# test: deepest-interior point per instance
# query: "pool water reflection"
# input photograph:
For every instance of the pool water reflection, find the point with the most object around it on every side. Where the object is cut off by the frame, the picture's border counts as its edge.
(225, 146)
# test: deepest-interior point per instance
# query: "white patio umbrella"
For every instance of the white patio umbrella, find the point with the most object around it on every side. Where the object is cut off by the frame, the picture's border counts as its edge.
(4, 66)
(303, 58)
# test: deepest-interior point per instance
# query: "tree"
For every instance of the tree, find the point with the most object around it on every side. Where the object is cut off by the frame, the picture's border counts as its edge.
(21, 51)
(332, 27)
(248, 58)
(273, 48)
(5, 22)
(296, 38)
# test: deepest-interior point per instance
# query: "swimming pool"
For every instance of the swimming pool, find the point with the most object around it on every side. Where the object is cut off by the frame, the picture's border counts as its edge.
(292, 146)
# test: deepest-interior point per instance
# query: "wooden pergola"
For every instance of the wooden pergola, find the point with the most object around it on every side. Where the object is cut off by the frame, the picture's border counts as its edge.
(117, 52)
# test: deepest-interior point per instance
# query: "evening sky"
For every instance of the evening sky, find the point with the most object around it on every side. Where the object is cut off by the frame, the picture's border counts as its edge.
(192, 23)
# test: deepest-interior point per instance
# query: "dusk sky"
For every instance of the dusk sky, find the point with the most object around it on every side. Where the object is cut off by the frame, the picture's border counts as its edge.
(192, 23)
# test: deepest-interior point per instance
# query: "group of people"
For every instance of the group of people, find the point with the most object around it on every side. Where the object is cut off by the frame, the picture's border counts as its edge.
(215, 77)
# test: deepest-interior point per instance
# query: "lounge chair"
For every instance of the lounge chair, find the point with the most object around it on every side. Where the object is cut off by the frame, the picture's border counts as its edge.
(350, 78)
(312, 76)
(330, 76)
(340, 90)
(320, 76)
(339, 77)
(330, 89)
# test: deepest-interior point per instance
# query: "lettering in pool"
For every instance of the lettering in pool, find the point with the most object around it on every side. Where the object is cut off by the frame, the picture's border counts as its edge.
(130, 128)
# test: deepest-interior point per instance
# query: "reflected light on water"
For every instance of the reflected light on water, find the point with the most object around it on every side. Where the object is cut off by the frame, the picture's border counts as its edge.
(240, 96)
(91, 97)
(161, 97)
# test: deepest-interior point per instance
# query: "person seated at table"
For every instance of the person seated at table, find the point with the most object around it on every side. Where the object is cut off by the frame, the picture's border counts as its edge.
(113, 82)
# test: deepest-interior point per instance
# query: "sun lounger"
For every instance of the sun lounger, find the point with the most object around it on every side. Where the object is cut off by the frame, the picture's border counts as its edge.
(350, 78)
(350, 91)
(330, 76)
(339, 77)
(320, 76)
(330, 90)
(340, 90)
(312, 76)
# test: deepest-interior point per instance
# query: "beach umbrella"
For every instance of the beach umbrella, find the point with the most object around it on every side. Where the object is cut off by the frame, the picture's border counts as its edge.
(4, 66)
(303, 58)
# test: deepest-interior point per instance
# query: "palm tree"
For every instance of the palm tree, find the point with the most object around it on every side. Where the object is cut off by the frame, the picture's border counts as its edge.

########

Direction: The records above should be repeated in full, exactly as given.

Written answer:
# test: deepest-interior point per instance
# query: "pool water reflection"
# input photograph:
For every instance of the pool water reflection, find the point with the most object around it on every side. Where the object is cut off by the frame, the picture's border counts as its edge.
(225, 146)
# test: deepest-interior point per instance
# query: "white patio umbrella"
For every instance of the white patio umbrella, find the point with the most object around it on every side. Where the object is cut off by the frame, the picture's border counts as its edge.
(4, 66)
(303, 58)
# test: deepest-interior point per instance
# query: "tree"
For every instance of the tree, find the point with the most object around it on every side. Where the object is cut off by the frame, the picture's border counts as its edge.
(21, 51)
(332, 27)
(248, 58)
(273, 48)
(5, 22)
(296, 38)
# test: deepest-interior point per instance
# query: "swimming pool"
For every instance of the swimming pool, find the point with the most object around it on every side. Where the object is cut off by the frame, the picture's border counts as its edge.
(292, 146)
# test: deepest-interior point per instance
# query: "wooden pergola"
For every instance of the wooden pergola, find the point with the most object around it on every side. Where the object is cut off by the frame, the picture's border counts as its edge.
(117, 52)
# test: deepest-interior point per instance
# query: "evening sky"
For every instance of the evening sky, find the point with the most object around it on every side. Where the object is cut off by the frame, the picture's border counts as its edge.
(192, 23)
# test: deepest-interior point per instance
# query: "dusk sky"
For every instance of the dusk sky, find the point with the most object around it on every side. Where the object is cut off by the frame, the picture's border counts as its edge.
(192, 23)
# test: deepest-interior point per instance
# query: "group of people"
For every instance of the group of people, find the point with the most object around it on every side. Where the object is cut off by the frame, the picture's border counts as its edge.
(215, 77)
# test: deepest-interior point per instance
# query: "lounge chair"
For every instance of the lounge chair, find the point with the most object around it on every side. Where the object is cut off by the frame, the picture's border counts as its edge.
(350, 78)
(312, 76)
(330, 76)
(340, 90)
(320, 76)
(339, 77)
(330, 89)
# test: deepest-interior point per instance
# query: "lettering in pool"
For every instance of the lettering in pool, find the point with the most object around it on every side. Where the object is cut off by the frame, the picture's border counts as its edge.
(130, 128)
# test: deepest-interior point per instance
# query: "reflected light on water"
For every instance of the reflected light on water, find the point with the most object around it on every side. Where the object is cut off by the frame, the picture's border counts as its edge.
(240, 96)
(91, 97)
(161, 97)
# test: deepest-interior point per instance
# query: "person seated at table"
For every instance of the person seated at table, find the point with the most object around it on every side. Where the object is cut off by the frame, the picture's border counts as its edge.
(113, 82)
# test: deepest-interior point per instance
# query: "sun lounger"
For every instance of the sun lounger, find the point with the most object around it on every side. Where the object is cut off by the frame, the picture's border counts as its edge.
(350, 78)
(350, 91)
(330, 76)
(339, 77)
(320, 76)
(330, 90)
(340, 90)
(312, 76)
# test: deepest-interior point per instance
# query: "beach umbrella"
For every instance of the beach umbrella, find the point with the most object around it on every side. Where the object is cut off by the frame, the picture's border counts as its edge.
(4, 66)
(303, 58)
# test: deepest-interior point per instance
# query: "palm tree"
For every instance of the palm tree, find the point with the most object around it on every side. Where the object is cut off by the frame, the picture's border counts as its edge.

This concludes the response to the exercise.